Location identification entries
====

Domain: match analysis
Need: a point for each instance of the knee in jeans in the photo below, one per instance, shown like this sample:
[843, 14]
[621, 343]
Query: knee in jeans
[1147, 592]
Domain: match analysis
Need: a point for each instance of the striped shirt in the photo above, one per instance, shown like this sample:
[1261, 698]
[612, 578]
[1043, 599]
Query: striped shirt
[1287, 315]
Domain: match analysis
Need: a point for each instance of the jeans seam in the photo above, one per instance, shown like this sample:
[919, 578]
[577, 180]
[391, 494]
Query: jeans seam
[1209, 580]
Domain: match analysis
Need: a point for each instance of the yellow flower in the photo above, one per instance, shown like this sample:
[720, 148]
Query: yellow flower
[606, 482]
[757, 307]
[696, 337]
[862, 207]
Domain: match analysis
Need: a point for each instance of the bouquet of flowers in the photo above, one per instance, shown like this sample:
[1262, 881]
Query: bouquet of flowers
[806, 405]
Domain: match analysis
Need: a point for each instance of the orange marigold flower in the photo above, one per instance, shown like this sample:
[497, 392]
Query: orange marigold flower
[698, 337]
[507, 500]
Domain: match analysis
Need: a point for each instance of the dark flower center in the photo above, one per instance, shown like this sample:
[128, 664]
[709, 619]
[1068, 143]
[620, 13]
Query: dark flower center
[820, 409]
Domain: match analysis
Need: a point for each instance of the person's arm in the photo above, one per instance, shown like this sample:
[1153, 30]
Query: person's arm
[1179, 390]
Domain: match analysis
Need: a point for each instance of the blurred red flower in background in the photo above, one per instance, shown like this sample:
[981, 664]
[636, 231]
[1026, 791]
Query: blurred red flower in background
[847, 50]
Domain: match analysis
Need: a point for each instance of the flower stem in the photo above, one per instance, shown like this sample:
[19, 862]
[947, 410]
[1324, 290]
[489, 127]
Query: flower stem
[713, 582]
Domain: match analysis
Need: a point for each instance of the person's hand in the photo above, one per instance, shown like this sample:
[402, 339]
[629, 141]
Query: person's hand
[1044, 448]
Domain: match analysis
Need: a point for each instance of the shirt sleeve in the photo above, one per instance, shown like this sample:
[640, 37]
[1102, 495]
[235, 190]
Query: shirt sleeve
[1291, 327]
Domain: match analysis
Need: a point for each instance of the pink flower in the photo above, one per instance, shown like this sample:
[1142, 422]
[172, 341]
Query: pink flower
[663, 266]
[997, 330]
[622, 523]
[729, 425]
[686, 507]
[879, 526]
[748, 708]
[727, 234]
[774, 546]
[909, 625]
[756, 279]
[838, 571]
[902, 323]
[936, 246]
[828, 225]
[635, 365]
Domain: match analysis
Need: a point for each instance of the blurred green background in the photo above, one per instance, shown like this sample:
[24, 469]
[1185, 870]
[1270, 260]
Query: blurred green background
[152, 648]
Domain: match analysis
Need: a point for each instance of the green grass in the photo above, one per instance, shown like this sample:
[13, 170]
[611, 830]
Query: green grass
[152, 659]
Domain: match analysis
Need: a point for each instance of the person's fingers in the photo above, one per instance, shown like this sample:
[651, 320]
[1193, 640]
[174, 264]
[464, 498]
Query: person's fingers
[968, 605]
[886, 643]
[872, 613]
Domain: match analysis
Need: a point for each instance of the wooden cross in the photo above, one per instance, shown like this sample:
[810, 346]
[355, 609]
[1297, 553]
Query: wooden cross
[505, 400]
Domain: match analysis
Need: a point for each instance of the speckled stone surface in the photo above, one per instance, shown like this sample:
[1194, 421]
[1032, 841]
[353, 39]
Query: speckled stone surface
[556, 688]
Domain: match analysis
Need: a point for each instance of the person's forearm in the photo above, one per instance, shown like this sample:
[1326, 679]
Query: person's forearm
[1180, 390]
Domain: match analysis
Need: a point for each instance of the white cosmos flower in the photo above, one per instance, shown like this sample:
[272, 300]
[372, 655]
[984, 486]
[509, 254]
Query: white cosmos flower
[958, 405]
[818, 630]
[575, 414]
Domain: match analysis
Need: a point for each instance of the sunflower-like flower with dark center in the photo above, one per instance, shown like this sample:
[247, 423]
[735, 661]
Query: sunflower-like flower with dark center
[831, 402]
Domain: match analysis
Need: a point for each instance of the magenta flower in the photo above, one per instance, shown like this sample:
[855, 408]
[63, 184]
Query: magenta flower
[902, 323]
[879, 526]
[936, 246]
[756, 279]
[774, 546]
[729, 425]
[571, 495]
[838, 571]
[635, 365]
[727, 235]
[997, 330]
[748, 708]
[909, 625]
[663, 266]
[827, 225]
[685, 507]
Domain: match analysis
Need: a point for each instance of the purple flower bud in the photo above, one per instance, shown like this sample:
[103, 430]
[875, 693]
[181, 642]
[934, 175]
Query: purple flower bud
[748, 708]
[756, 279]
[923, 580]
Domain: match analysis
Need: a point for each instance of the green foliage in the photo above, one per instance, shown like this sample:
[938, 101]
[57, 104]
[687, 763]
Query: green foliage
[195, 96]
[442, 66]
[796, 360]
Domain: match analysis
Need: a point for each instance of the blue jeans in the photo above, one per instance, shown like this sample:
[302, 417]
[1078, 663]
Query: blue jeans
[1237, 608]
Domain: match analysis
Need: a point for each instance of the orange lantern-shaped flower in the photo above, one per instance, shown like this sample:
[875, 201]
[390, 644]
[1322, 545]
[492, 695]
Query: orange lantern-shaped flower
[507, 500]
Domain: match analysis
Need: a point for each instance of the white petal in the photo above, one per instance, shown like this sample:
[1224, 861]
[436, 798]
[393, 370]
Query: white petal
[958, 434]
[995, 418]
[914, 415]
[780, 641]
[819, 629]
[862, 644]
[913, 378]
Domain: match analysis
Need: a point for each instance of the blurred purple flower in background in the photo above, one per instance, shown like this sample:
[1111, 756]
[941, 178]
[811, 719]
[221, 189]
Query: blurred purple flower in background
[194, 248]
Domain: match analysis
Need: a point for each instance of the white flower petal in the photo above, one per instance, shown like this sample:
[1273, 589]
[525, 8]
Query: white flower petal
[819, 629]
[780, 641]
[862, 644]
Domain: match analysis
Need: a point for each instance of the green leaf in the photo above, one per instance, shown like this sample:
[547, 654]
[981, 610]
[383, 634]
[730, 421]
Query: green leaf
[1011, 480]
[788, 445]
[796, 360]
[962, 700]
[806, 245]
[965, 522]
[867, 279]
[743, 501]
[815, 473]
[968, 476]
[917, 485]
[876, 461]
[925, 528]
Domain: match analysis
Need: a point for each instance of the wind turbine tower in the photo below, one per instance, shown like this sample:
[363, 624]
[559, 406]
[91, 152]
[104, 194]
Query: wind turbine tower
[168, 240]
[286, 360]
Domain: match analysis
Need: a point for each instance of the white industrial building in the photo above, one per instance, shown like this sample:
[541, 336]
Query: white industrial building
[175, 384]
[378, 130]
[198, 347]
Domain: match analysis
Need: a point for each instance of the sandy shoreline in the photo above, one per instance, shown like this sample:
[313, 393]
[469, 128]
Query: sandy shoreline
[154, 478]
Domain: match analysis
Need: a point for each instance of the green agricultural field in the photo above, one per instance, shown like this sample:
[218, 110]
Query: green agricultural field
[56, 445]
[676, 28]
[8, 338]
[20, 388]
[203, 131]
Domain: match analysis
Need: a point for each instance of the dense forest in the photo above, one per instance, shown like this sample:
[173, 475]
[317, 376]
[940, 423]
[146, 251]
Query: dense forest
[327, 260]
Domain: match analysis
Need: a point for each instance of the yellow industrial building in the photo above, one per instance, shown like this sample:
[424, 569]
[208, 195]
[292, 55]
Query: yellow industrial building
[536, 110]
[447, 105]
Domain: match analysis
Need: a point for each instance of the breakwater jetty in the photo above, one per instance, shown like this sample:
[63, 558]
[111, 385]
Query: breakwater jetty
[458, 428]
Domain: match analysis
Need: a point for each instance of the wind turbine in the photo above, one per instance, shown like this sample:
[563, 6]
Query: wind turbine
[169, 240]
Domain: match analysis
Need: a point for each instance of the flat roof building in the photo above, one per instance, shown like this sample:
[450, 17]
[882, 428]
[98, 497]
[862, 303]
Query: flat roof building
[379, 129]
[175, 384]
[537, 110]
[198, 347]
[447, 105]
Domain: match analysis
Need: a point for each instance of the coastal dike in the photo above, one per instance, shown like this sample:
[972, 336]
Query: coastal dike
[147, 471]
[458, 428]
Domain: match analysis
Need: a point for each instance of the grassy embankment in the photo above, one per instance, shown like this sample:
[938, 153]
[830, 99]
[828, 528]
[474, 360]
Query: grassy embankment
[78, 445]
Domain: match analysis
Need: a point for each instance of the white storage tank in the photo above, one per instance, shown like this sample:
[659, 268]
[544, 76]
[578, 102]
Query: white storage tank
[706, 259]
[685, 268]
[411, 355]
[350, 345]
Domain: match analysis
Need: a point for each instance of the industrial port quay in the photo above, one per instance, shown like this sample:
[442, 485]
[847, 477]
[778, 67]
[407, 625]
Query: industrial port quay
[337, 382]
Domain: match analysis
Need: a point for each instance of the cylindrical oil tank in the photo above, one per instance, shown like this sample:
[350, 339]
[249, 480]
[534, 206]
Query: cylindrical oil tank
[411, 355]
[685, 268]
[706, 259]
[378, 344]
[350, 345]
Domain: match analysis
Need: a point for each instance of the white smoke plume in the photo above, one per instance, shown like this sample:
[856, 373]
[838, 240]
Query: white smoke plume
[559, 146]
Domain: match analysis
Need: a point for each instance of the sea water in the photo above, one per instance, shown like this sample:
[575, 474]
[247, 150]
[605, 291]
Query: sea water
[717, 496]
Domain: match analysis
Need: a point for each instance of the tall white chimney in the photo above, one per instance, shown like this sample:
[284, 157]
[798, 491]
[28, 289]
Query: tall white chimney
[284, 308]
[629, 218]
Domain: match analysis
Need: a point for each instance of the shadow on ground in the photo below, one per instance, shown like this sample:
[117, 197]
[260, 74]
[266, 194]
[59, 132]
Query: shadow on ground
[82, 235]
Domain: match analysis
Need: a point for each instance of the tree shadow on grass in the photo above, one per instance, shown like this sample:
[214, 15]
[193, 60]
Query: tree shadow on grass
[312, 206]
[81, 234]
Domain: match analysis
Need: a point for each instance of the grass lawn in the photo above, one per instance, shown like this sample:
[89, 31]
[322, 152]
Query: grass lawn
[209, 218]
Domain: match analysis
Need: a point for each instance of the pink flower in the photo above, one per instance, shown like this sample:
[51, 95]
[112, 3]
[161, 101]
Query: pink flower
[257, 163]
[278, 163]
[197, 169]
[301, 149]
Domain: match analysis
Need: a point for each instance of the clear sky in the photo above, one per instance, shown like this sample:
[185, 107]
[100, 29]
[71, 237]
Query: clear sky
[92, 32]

====

> [The request] Can you edit the part of the records that runs from their start through the line containing "[1147, 592]", replacing "knee in jeans" with "jeans pocket" and leaving everything else unchanged?

> [Task solution]
Domain: match analysis
Need: a point for each instance of the jeans pocket in the photo below, one per instance, shown like this sample:
[843, 14]
[621, 343]
Query: jeans pocket
[1147, 592]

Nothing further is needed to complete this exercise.